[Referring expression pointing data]
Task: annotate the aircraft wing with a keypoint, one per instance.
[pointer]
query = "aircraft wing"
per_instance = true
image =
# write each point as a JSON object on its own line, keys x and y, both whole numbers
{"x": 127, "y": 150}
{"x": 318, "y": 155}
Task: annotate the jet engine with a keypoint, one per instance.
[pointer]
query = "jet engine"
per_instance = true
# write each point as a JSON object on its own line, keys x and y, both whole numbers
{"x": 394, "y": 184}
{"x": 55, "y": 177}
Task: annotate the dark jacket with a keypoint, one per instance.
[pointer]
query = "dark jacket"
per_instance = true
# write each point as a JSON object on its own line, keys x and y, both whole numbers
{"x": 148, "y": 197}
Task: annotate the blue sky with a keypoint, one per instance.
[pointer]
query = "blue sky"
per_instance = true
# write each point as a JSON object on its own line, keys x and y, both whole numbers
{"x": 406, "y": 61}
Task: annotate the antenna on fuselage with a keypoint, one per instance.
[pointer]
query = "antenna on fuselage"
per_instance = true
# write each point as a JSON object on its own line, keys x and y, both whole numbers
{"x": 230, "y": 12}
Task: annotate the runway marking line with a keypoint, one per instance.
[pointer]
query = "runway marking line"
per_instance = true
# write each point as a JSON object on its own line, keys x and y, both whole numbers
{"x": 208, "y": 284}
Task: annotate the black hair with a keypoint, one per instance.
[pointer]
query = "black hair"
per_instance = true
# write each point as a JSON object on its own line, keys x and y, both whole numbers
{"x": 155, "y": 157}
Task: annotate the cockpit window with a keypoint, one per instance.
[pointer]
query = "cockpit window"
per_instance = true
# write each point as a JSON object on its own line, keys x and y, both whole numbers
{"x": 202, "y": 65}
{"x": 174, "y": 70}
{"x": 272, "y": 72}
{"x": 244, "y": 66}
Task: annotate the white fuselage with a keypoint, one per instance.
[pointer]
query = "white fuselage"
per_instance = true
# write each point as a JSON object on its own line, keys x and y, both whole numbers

• [PROBLEM] The required output is the line holding "Task: annotate the white" plus every line after it in the data, reproduced exactly.

• [EXERCISE SOLUTION]
Task: annotate the white fuselage with a keypoint, one per instance.
[pointer]
query = "white fuselage"
per_instance = true
# write each point as a JSON object on its own line, keys x and y, both whole numbers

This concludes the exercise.